What to work on — Could you copy every entry exactly, with nothing changed?

Start of Data to use

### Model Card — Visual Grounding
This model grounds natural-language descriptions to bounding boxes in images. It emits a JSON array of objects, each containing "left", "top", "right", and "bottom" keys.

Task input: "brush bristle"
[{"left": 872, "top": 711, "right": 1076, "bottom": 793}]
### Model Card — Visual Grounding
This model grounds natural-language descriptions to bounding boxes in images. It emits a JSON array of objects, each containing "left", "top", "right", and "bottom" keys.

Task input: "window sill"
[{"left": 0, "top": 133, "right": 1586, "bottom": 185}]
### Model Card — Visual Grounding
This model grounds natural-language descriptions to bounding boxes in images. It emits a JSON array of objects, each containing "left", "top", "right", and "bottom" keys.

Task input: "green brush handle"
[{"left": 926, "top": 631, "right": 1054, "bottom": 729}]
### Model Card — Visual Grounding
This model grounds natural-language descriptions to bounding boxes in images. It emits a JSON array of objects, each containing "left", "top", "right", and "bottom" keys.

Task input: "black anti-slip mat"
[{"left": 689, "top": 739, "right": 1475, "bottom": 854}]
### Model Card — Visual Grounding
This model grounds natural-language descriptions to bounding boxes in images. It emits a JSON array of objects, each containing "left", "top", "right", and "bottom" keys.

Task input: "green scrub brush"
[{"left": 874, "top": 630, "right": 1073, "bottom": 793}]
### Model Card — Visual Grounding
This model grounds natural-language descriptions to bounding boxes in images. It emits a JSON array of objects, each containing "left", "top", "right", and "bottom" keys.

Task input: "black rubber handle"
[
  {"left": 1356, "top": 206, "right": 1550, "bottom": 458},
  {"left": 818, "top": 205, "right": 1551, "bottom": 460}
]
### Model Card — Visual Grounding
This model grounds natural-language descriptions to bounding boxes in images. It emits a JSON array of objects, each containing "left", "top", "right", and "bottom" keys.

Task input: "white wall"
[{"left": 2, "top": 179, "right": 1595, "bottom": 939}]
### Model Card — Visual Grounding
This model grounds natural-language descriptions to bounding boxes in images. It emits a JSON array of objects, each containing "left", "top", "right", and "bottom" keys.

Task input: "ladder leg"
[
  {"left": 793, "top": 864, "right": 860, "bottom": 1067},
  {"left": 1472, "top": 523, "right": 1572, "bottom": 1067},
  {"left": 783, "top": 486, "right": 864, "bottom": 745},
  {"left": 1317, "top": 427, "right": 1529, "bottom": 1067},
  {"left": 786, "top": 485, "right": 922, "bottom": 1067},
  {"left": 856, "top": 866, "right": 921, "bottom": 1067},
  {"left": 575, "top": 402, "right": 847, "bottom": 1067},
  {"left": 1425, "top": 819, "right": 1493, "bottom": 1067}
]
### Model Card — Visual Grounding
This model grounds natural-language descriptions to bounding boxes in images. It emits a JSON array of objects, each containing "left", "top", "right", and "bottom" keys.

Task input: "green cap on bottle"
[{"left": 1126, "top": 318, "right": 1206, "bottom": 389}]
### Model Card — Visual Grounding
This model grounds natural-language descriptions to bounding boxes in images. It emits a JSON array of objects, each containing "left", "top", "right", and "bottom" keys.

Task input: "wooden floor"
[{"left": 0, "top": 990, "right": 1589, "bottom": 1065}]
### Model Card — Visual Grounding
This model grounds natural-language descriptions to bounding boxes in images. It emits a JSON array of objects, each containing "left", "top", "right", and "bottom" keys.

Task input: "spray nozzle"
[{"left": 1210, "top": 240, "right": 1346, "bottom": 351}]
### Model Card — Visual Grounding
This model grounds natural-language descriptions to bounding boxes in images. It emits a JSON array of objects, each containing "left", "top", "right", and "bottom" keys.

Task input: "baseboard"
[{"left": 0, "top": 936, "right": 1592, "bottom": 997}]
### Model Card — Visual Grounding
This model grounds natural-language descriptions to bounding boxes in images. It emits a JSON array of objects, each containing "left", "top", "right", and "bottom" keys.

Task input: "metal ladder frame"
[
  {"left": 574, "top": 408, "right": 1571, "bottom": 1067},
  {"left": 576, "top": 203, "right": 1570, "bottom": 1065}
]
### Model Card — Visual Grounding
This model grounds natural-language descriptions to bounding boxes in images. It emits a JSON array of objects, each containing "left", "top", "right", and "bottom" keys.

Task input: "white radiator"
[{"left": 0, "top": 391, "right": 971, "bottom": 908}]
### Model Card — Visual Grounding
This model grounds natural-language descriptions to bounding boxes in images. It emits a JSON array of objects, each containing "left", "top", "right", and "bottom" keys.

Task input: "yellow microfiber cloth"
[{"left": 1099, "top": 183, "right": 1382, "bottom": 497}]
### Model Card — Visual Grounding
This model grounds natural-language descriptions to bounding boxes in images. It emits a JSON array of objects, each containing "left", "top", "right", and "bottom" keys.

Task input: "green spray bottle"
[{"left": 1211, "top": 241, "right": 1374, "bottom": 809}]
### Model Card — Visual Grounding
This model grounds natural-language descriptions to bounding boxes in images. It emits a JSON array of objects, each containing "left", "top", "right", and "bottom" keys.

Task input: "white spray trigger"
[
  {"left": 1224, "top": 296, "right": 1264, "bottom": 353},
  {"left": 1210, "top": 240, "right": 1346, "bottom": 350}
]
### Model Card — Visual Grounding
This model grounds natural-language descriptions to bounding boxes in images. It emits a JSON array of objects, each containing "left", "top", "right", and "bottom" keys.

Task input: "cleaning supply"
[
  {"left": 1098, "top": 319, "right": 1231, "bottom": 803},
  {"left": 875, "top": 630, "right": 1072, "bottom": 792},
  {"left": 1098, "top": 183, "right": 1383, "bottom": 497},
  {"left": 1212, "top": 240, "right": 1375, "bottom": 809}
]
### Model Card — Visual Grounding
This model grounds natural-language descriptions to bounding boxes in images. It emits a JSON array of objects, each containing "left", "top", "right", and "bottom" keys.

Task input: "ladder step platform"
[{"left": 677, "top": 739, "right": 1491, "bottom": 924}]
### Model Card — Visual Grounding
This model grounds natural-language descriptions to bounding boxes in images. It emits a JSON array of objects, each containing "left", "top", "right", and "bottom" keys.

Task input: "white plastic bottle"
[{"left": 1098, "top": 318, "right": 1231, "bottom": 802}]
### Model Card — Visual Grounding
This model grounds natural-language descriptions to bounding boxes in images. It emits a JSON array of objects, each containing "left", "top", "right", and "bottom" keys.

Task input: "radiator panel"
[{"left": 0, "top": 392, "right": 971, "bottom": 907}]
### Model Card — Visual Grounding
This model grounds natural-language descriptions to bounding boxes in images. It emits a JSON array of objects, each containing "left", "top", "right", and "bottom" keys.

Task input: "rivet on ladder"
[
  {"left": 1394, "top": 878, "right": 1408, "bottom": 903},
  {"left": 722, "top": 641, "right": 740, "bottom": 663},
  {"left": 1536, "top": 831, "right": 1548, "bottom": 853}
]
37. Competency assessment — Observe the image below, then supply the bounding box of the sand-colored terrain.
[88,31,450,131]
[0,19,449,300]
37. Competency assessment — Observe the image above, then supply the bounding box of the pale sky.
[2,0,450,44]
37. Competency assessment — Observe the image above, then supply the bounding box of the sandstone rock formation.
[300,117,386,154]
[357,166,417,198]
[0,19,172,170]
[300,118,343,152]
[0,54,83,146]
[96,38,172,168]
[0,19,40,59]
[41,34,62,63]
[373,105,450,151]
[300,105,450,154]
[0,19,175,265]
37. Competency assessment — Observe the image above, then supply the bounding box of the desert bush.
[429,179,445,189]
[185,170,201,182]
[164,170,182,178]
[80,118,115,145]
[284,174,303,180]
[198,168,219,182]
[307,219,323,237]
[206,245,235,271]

End of Data to use

Solution to this task —
### Model Card — Visual Grounding
This model grounds natural-language descriptions to bounding boxes in images. It emits a JSON array of objects, each containing "left", "top", "right", and "bottom" keys.

Task input: "brush bristle"
[{"left": 872, "top": 711, "right": 1076, "bottom": 793}]
### Model Card — Visual Grounding
This model grounds natural-language descriptions to bounding boxes in images. It emits a JSON array of objects, each containing "left", "top", "right", and "bottom" keys.

Task input: "window sill"
[{"left": 0, "top": 133, "right": 1586, "bottom": 185}]
### Model Card — Visual Grounding
This model grounds natural-language descriptions to bounding boxes in images. It emits a JSON array of objects, each containing "left", "top", "right", and "bottom" keys.

Task input: "green brush handle"
[{"left": 926, "top": 631, "right": 1054, "bottom": 729}]
### Model Card — Visual Grounding
This model grounds natural-language descriptions to bounding boxes in images. It emits a JSON array of objects, each containing "left", "top", "right", and "bottom" keys.

Task input: "black anti-slip mat"
[{"left": 689, "top": 739, "right": 1475, "bottom": 854}]
### Model Card — Visual Grounding
This model grounds natural-language descriptions to bounding boxes in images. It emits a JSON array of objects, each containing "left", "top", "right", and "bottom" keys.

Task input: "green scrub brush"
[{"left": 874, "top": 630, "right": 1073, "bottom": 793}]
### Model Card — Visual Grounding
This model grounds natural-language descriptions to bounding boxes in images. It emits a JSON array of objects, each containing "left", "top", "right", and "bottom" keys.

Task input: "black rubber handle"
[
  {"left": 1356, "top": 206, "right": 1550, "bottom": 458},
  {"left": 818, "top": 205, "right": 1551, "bottom": 460}
]
### Model Card — Visual Grounding
This model grounds natural-language descriptions to bounding boxes in images. It emits a JSON array of objects, each containing "left", "top", "right", and "bottom" keys.

Task input: "white wall"
[{"left": 2, "top": 179, "right": 1595, "bottom": 939}]
### Model Card — Visual Grounding
This model grounds natural-language descriptions to bounding boxes in images. It emits a JSON array of objects, each containing "left", "top", "right", and "bottom" keys.

Task input: "ladder leg"
[
  {"left": 793, "top": 864, "right": 860, "bottom": 1067},
  {"left": 1472, "top": 523, "right": 1572, "bottom": 1067},
  {"left": 783, "top": 486, "right": 864, "bottom": 745},
  {"left": 1317, "top": 427, "right": 1529, "bottom": 1067},
  {"left": 786, "top": 485, "right": 922, "bottom": 1067},
  {"left": 856, "top": 866, "right": 921, "bottom": 1067},
  {"left": 575, "top": 402, "right": 847, "bottom": 1067},
  {"left": 1425, "top": 819, "right": 1493, "bottom": 1067}
]
### Model Card — Visual Grounding
This model grounds natural-language descriptions to bounding boxes in images. It emits a JSON array of objects, each containing "left", "top", "right", and "bottom" keys.

Task input: "green cap on bottle"
[{"left": 1126, "top": 318, "right": 1206, "bottom": 389}]
### Model Card — Visual Grounding
This model grounds natural-language descriptions to bounding boxes in images. It emits a JSON array of objects, each containing "left", "top", "right", and "bottom" keys.

Task input: "wooden floor"
[{"left": 0, "top": 990, "right": 1589, "bottom": 1065}]
### Model Card — Visual Grounding
This model grounds natural-language descriptions to bounding boxes in images. It emits a JSON array of objects, each containing "left", "top", "right", and "bottom" keys.

Task input: "spray nozzle"
[{"left": 1210, "top": 240, "right": 1346, "bottom": 351}]
### Model Card — Visual Grounding
This model grounds natural-language descriptions to bounding boxes in images. It emits a JSON array of objects, each containing "left", "top", "right", and "bottom" keys.

Task input: "baseboard"
[{"left": 0, "top": 936, "right": 1592, "bottom": 997}]
### Model Card — Visual Grounding
This model grounds natural-language descriptions to bounding boxes in images. It emits a JSON array of objects, each containing "left", "top", "right", and "bottom" keys.

Task input: "metal ladder frame"
[
  {"left": 574, "top": 408, "right": 1571, "bottom": 1067},
  {"left": 576, "top": 203, "right": 1570, "bottom": 1065}
]
### Model Card — Visual Grounding
This model grounds natural-language descriptions to bounding boxes in images. It emits a JSON array of objects, each containing "left", "top", "right", and "bottom" keys.

Task input: "white radiator"
[{"left": 0, "top": 391, "right": 971, "bottom": 908}]
### Model Card — Visual Grounding
This model grounds natural-language descriptions to bounding boxes in images. It emits a JSON array of objects, each containing "left", "top", "right", and "bottom" keys.

Task input: "yellow microfiber cloth"
[{"left": 1099, "top": 183, "right": 1382, "bottom": 497}]
### Model Card — Visual Grounding
This model grounds natural-language descriptions to bounding boxes in images. It emits a JSON array of objects, each containing "left", "top", "right", and "bottom" keys.

Task input: "green spray bottle"
[{"left": 1211, "top": 241, "right": 1374, "bottom": 809}]
### Model Card — Visual Grounding
This model grounds natural-language descriptions to bounding boxes in images. It emits a JSON array of objects, each containing "left", "top", "right", and "bottom" keys.

Task input: "white spray trigger"
[
  {"left": 1224, "top": 296, "right": 1264, "bottom": 353},
  {"left": 1210, "top": 240, "right": 1346, "bottom": 350}
]
### Model Card — Visual Grounding
This model grounds natural-language descriptions to bounding boxes in images. It emits a JSON array of objects, each containing "left", "top", "right", and "bottom" keys.

Task input: "cleaning supply"
[
  {"left": 1098, "top": 319, "right": 1231, "bottom": 803},
  {"left": 875, "top": 630, "right": 1072, "bottom": 792},
  {"left": 1098, "top": 183, "right": 1383, "bottom": 497},
  {"left": 1212, "top": 240, "right": 1375, "bottom": 809}
]
### Model Card — Visual Grounding
This model grounds natural-language descriptions to bounding boxes in images. It emits a JSON array of objects, each containing "left", "top", "right", and "bottom" keys.

Task input: "ladder step platform"
[{"left": 677, "top": 739, "right": 1491, "bottom": 924}]
### Model Card — Visual Grounding
This model grounds natural-language descriptions to bounding boxes in images. It emits a JSON array of objects, each containing "left", "top", "right", and "bottom" keys.

Task input: "white plastic bottle"
[{"left": 1098, "top": 318, "right": 1231, "bottom": 802}]
### Model Card — Visual Grounding
This model grounds natural-language descriptions to bounding boxes in images. It emits a JSON array of objects, each containing "left", "top", "right", and "bottom" keys.

Task input: "radiator panel"
[{"left": 0, "top": 392, "right": 971, "bottom": 907}]
### Model Card — Visual Grounding
This model grounds natural-language descriptions to bounding boxes in images. It emits a JSON array of objects, each containing "left", "top", "right", and "bottom" keys.

Task input: "rivet on ladder"
[
  {"left": 1394, "top": 878, "right": 1408, "bottom": 903},
  {"left": 722, "top": 641, "right": 740, "bottom": 663},
  {"left": 1536, "top": 831, "right": 1548, "bottom": 853}
]
37. Competency assessment — Observe the image below, then supply the bounding box of the sand-colored terrain.
[88,31,450,131]
[0,19,449,300]
37. Competency assessment — Observe the image above, then supply the bounding box of the pale sky.
[2,0,450,44]
37. Competency assessment — Observe the image above, then supply the bounding box of the sandstone rock formation.
[300,117,386,154]
[357,166,417,198]
[0,19,172,170]
[300,118,343,152]
[0,54,83,146]
[96,38,172,168]
[0,19,40,59]
[41,34,62,63]
[373,105,450,151]
[300,105,450,154]
[0,19,175,265]
37. Competency assessment — Observe the image above, then supply the bounding box of the desert bush.
[429,179,445,189]
[185,170,201,182]
[164,170,182,178]
[80,118,115,145]
[284,174,303,180]
[198,168,219,182]
[307,219,323,237]
[206,245,235,271]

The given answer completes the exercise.